- **Problem details**: List every Latin word cited in the forum thread on words for "witness" and "testimony."

(Extracted text)

The difference is small. You are called _silminnäkijä_ when you witness ('see') an accident, but transform into a _todistaja _upon entering the court room.

to witness = _todistaa_ (testify in court) or _nähdä_ ("see", eg. witness an accident), also _olla silminnäkijänä_ (act as an eyewitness)

a testimony = _todistajanlausunto _(witness' statement)

Since _todistaa _also means _prove_...
1) _Voitko todistaa väitteesi?_ Can you prove your argument?
2) _Olin todistamassa heidän häitään._ I was witnessing their wedding.
3) _todistus_ = (scholar) report card, diploma, certificate, lit. 'witness'
4) _todiste _= piece of evidence
5) _Tämä tutkimus todistaa (or osoittaa), että nuoret eivät voi hyvin. _This study proves that young people are feeling unwell.
6) _Todista (or osoita), että jokaiselle alkuluvulle p > 3..._ Prove that for every prime number p > 3...

_Osoita_​ (show) is probably more common for (5) and (6).


----------



## Outsider

Portuguese:

- *a testimony *- _*um testemunho*_ (L. _testimonium_,*"evidence, proof, testimony"*)
- *a witness *- *uma testemunha* (an invariable feminine noun)
- *to witness* - _*testemunhar*_*, to give a testimony, to bear witness - dar um testemunho
*


ThomasK said:


> Can you use the verb in a non-judicial sense?
> 
> We can say that we have invited someone to _getuigen over _(talk about) his experiences. That is meant to be more than just factual, adding feelings, and it has nothing to do with courts, etc.


Yes, you can. 



ThomasK said:


> Would you use other words?


Perhaps _*atestar*_, to attest (<L. _attestare, attesto_). This word and the previous ones derive from *L. testis "witness"*, and are cognates of "*testament*". Other than that, only synonyms meaning something like "to share".

(End Extracted text)
(Given data)

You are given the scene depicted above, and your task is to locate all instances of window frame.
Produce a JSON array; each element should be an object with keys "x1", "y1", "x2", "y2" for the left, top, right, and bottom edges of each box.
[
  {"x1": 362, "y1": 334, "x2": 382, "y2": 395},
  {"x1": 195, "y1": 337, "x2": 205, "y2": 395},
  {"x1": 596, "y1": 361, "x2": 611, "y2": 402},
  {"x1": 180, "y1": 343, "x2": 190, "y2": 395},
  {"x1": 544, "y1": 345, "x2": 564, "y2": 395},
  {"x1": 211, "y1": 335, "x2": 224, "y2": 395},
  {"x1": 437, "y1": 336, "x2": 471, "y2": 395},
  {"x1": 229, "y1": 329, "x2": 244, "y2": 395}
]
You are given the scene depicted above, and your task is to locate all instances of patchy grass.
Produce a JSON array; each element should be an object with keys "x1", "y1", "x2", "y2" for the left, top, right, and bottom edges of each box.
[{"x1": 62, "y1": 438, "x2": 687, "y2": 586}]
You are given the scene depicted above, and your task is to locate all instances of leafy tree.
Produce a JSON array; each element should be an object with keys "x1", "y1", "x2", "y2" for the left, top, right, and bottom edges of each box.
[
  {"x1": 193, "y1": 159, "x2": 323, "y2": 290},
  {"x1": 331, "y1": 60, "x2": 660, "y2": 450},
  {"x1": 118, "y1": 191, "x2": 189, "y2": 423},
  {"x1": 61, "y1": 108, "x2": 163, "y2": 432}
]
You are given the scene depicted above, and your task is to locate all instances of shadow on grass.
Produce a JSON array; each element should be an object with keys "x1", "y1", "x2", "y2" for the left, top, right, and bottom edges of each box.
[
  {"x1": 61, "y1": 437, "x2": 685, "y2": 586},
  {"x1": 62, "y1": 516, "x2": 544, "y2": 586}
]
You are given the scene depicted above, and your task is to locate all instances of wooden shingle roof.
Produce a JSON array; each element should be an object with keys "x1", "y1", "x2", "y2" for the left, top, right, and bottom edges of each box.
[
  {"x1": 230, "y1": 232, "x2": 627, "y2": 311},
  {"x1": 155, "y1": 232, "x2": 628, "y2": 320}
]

(End Given data)

- **Result of the exercise**: testimonium, attestare, attesto, testis